■ **TEXT BLOCK**:
^^^^^^^^^^^^^^^^

But the reminder of diversification is a good one: Putting your money towards a wide variety of companies will help you lower risk and likely help you see growth in the long term — even if a few popular names have you excited to invest.
The explosion of AI
While AI has been around for years, it was pushed into the forefront of business discourse in November 2022 with the launch of ChatGPT. The chatbot can help in tasks like writing cover letters or poems, breaking down complicated topics or summarizing — all to varying degrees of actual helpfulness.
At the Exchange conference, Cathie Wood, CEO of ARK Invest, said that ChatGPT involves breakthroughs that, five years ago, her firm wouldn’t have expected until maybe 2030.
“Generative AI is the wave of the future and it’s here,” Wood added. “ChatGPT proves that.”
And unlike during the tech and telecom bubble from the late 1990s, the technology is moving even faster than we thought, she said.
Not everyone is keen on the innovations moving so quickly. This week, a group of AI experts and industry executives including Elon Musk, signed an open letter calling for a six-month pause in training AI systems more powerful than the recently-launched GPT-4.
“Powerful AI systems should be developed only once we are confident that their effects will be positive and their risks will be manageable,” the letter reads.
Investing in AI
For better or worse, developments in the space are moving quickly and we’re seeing companies like Alphabet and Microsoft put the excitement around ChatGPT to use with the developments of their own chatbots (Alphabet-owned Google with Bard and Microsoft with Bing).
But don’t focus on just the tech giants, Jacobs says.
“It might be easy to name just one or two or three stocks around the world that are leading in AI but that isn’t the entire ecosystem,” he adds. “You’re taking on a lot of idiosyncratic risk if you’re just picking one or two stocks.”
Instead, he says investors can get exposure companies that are part of AI development, robotics developers (since, in his words “robotics are the body and AI is the mind”) and semiconductor companies, which are creating the hardware that power AI.
Of course, diversifying across large and small companies — and those from various industries — should always be top of mind when you’re investing. But when it comes to technology that’s still in the early stages of development and practical use, it may be especially important to avoid putting all of your eggs in one basket.

^^^^^^^^^^^^^^^^

■ **RECORDS PROVIDED**:
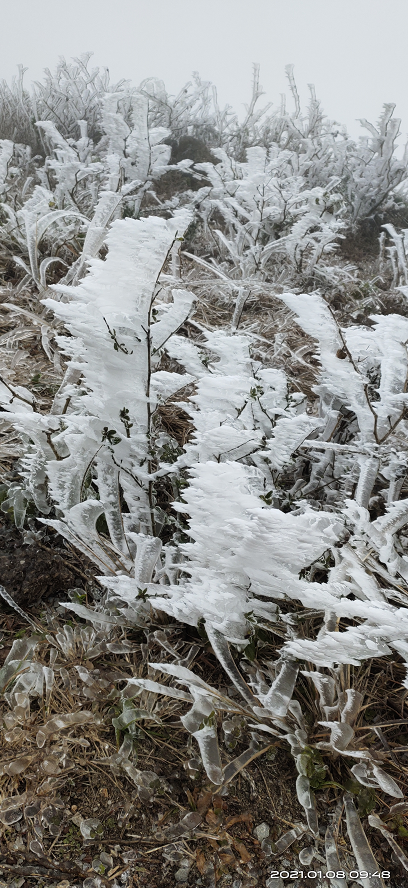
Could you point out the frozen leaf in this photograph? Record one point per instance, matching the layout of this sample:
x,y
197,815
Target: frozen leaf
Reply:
x,y
377,823
361,849
91,828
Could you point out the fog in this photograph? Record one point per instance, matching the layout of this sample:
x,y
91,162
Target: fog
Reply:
x,y
353,52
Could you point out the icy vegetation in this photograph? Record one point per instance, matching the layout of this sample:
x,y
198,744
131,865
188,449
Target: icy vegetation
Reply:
x,y
281,511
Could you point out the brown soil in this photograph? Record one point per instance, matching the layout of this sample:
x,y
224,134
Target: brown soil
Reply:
x,y
34,572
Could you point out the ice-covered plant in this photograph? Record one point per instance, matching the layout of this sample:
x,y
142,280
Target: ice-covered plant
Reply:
x,y
96,453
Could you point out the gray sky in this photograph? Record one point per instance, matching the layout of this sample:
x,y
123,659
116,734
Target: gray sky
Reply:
x,y
354,51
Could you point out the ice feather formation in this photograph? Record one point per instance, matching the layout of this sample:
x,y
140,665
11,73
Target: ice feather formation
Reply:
x,y
278,510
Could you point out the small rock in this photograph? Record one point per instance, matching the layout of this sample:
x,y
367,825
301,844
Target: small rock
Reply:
x,y
262,831
182,874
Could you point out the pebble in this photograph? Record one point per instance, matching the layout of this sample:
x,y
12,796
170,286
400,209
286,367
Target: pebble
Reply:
x,y
262,831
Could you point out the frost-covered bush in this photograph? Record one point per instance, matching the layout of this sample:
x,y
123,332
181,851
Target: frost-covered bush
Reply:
x,y
281,508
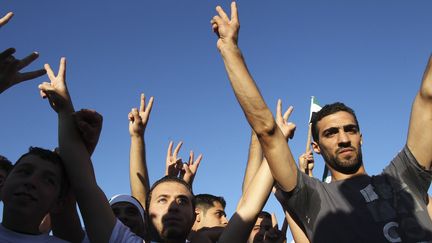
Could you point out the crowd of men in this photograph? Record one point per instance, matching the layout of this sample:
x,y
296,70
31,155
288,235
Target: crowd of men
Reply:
x,y
41,189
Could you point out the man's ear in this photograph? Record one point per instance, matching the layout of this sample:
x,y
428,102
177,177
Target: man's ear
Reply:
x,y
316,147
198,215
59,205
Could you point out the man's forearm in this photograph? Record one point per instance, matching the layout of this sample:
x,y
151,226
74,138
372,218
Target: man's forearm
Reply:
x,y
139,180
257,112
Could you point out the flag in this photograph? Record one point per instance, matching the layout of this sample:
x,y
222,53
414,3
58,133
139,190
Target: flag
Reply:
x,y
315,107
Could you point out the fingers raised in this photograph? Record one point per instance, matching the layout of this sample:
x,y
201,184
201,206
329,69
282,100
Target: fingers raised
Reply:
x,y
5,19
177,149
31,75
287,113
27,60
274,221
222,13
234,12
7,53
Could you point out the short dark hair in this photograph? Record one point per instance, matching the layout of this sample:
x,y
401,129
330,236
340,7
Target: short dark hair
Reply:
x,y
168,179
326,111
152,230
55,159
206,201
5,164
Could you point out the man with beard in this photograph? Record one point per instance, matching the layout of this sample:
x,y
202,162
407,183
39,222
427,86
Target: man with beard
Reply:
x,y
171,210
354,207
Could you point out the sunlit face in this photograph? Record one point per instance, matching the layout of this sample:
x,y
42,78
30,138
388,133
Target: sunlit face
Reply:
x,y
340,142
262,225
130,216
32,187
213,217
171,210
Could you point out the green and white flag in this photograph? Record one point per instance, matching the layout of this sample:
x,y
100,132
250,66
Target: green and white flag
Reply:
x,y
315,107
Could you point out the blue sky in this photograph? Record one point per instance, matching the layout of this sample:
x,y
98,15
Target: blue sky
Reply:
x,y
368,54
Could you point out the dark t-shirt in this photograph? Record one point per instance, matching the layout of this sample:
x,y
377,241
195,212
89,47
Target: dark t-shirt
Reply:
x,y
390,207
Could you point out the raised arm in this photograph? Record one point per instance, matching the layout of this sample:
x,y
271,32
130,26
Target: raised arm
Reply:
x,y
10,68
254,161
420,128
139,179
257,193
66,223
96,212
273,143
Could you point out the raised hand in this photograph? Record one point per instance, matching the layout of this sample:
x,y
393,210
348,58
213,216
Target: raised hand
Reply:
x,y
89,124
173,164
10,68
5,19
307,162
287,128
56,91
190,168
138,118
226,29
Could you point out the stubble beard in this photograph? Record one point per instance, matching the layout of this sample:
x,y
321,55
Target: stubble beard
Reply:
x,y
346,166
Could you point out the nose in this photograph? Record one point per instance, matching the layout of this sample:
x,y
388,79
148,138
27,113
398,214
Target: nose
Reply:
x,y
173,206
343,139
224,220
30,183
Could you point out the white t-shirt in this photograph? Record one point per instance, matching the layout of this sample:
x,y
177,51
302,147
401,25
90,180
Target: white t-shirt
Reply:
x,y
10,236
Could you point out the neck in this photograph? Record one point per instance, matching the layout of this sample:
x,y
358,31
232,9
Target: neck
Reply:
x,y
338,176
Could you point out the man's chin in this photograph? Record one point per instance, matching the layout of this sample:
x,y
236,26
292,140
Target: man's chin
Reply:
x,y
348,167
174,233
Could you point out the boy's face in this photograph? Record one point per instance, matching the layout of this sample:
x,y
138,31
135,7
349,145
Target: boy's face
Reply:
x,y
130,216
32,187
171,210
213,217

^^^^^^^^^^^^^^^^

■ **WHAT YOU NEED TO DO**:
**a)** In two sentences, summarize the text about investing in AI.
**b)** In the text about investing in AI, what did the open letter signed by AI experts and industry executives call for?

■ **RESPONSE LIST**:
**a)** AI moved to the forefront of business discussion with the November 2022 launch of ChatGPT, and while some, like Cathie Wood, see generative AI as the future, others have signed an open letter calling for a six-month pause on training more powerful systems. Jacobs advises investors not to focus only on tech giants but to spread their money across AI developers, robotics companies, and semiconductor makers, since diversification is especially important for technology still in its early stages.

**b)** A six-month pause in training AI systems more powerful than GPT-4.